Quote each record exactly, please, leaving none out.

- - - - -

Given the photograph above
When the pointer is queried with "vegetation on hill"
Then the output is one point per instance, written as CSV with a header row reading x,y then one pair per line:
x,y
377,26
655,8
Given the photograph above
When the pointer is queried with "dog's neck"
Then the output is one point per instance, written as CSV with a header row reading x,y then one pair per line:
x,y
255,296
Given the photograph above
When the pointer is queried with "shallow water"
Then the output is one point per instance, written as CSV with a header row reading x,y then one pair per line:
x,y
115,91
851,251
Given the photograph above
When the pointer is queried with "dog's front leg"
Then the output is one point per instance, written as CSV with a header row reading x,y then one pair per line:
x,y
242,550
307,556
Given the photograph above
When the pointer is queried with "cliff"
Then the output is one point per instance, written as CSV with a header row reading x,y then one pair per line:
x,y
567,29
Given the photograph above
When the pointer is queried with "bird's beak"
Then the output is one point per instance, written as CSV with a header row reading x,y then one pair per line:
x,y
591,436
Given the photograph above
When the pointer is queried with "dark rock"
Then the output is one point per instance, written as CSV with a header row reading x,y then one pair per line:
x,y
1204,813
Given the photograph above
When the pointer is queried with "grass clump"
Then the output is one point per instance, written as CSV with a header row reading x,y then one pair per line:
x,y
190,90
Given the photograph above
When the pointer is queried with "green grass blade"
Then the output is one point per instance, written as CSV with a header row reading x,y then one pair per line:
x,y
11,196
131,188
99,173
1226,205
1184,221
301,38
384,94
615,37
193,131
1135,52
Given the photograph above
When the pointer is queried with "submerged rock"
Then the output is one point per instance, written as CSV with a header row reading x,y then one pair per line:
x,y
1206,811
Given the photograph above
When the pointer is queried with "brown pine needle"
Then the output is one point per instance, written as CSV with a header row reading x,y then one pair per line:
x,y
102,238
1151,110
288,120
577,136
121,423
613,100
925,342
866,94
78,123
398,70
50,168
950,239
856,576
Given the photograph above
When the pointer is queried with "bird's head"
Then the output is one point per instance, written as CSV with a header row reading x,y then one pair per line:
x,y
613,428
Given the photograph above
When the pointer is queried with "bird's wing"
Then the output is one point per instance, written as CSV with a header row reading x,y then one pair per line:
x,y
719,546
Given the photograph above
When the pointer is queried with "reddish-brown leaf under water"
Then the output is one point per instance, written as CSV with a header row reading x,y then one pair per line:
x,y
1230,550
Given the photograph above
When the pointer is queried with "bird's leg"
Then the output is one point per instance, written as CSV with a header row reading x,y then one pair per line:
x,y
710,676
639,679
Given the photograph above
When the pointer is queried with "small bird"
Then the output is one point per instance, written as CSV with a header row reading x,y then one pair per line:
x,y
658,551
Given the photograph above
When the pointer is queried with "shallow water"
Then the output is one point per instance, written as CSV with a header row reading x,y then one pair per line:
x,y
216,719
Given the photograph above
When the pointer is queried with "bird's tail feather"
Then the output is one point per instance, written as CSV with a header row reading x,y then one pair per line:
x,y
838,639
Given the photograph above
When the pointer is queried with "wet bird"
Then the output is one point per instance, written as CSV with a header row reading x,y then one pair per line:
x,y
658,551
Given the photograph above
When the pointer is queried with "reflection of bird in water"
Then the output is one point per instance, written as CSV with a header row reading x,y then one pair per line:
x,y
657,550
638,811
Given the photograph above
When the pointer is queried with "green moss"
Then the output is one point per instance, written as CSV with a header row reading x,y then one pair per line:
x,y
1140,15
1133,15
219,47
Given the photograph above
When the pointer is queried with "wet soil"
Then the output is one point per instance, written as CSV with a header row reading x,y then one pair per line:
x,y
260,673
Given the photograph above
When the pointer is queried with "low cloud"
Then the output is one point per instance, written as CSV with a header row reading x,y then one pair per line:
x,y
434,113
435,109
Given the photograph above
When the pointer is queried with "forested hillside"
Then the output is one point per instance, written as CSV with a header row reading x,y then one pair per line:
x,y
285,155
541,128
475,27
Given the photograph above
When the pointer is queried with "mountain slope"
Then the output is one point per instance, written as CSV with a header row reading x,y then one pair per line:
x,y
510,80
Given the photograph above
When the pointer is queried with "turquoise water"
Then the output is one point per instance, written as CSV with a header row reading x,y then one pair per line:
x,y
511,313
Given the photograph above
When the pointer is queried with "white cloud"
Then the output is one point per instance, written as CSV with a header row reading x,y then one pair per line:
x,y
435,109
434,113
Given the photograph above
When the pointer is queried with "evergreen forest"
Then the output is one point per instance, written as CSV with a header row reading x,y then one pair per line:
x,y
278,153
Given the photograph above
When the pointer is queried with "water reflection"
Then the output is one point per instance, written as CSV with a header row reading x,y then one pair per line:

- - - - -

- ANSWER FOR THIS EXERCISE
Given the photograph above
When the pointer is queried with "vegetation on hill"
Then the output is one point per instance, written as CSV with a header row reading x,y then one pair per line:
x,y
377,26
655,8
Given the photograph above
When the pointer is queried with "dog's neck"
Then the output is one point per instance, written as CSV with a header row reading x,y then one pair per line:
x,y
255,296
Given the photograph above
When the pointer is queried with "shallow water"
Then the output is one point per instance, written as CSV with a header row reading x,y then one pair per line:
x,y
115,91
851,251
Given the photograph above
When the pointer is queried with "dog's front leg"
Then the output is one point per instance, written as CSV with a header row reading x,y then one pair per line:
x,y
242,550
307,556
Given the photograph above
When the pointer is queried with "cliff"
Then the output is one point per instance, written as CSV with a header row reading x,y then one pair per line:
x,y
567,29
Given the photograph above
When the pointer is queried with "bird's beak"
Then the output is one point per instance, written as CSV with a header row reading x,y then one pair per line:
x,y
591,436
Given the photograph above
When the pointer is queried with "dark rock"
Then the output is one point per instance, written as CSV with a header row reading x,y then one pair per line:
x,y
1204,813
Given the photograph above
When the pointer is queried with "grass clump"
Then the output is one point per instance, written as CSV with a header row reading x,y then one pair per line:
x,y
190,90
Given the photograph above
When the pointer is queried with "green grass blade"
Then the output is one point per instance, written as CSV with a header row reading x,y then one pair per line:
x,y
11,196
131,188
99,173
1226,205
1184,221
301,38
384,94
615,37
193,131
1135,52
Given the photograph above
When the pointer is queried with "submerged rock"
Then the output is one point per instance, written as CSV with a header row reading x,y then one pair per line:
x,y
1206,811
Given the photograph above
When the pointer is queried with "brown pine needle"
Then the output is one point per instance, written as CSV with a header row reading x,y then one pair per line:
x,y
102,238
1151,110
288,120
577,136
121,423
613,100
925,342
866,94
78,123
398,70
50,168
950,239
856,576
Given the photograph above
When the pointer is queried with "bird's head"
Then the output is one point per instance, written as CSV with a header row reading x,y then one pair per line:
x,y
613,428
Given the photograph above
When the pointer is queried with "bird's wing"
Then the output is one point per instance, written as CSV with a header row reading x,y then one pair per line:
x,y
719,546
Given the photograph above
When the pointer is queried with "reddish-brown leaf under water"
Then the output is one point per instance, written as CSV with a header row reading x,y then one pair per line:
x,y
1230,550
Given the photograph above
When the pointer is queried with "bird's leg"
Then the output is one point per instance, written as CSV with a header row reading x,y then one pair per line:
x,y
710,676
639,679
Given the photograph above
When the pointer is queried with "small bird"
Then the output is one point per instance, written as CSV with a header row reading x,y then one pair per line:
x,y
658,551
Given the photograph above
When the pointer is queried with "shallow water"
Then the output is one point per instance, written as CSV with a header row reading x,y then one pair per line:
x,y
216,719
Given the photograph above
When the pointer is queried with "bird's tail feather"
Then the output is one point per instance, written as CSV with a header row reading x,y then one pair per line:
x,y
838,639
Given the photograph above
When the pointer is queried with "wet bird"
Then the output is one point per instance, written as CSV with a header row reading x,y then one pair per line:
x,y
658,551
Given the photograph above
When the pointer is queried with "reflection of bird in water"
Then the output is one point per instance, written as CSV with a header row reading x,y then one pair per line:
x,y
657,550
638,811
Given the photograph above
When the pointer is queried with "green moss"
Then the output is one point per instance, written as CSV with a header row reading x,y then one pair per line:
x,y
1140,15
1133,15
219,47
Given the photograph above
When the pointer is queried with "wet soil"
Then the output is one point per instance, written as CSV with a header row reading x,y then one pair per line:
x,y
260,673
Given the photograph above
When the pointer is queried with "low cloud"
Then the output is one point per instance, written as CSV with a header row reading x,y then one pair per line:
x,y
434,113
435,109
Given the photograph above
When the pointer is queried with "forested hillside"
Then the output is one point per instance, written as CSV with a header row reading x,y then one pair per line:
x,y
285,155
541,128
475,27
Given the photograph above
When the pointer is queried with "mountain slope"
Then the output is one point per instance, written as CSV with a header row reading x,y then one pair per line:
x,y
510,80
Given the photograph above
When the pointer is queried with "turquoise water"
Then the output is one point per instance, written as CSV with a header row reading x,y then one pair per line:
x,y
511,313
Given the photograph above
When the pointer is queried with "white cloud"
Then the output is one point per instance, written as CSV with a header row reading x,y then one pair per line:
x,y
435,109
434,113
Given the photograph above
When the pointer is queried with "evergreen forest"
Then the output is one point per instance, written as CSV with a header row reading x,y then one pair per line:
x,y
278,153
Given the photograph above
When the pointer is queried with "water reflection"
Then the output is one point per instance, written as CSV with a header row reading x,y then one pair per line:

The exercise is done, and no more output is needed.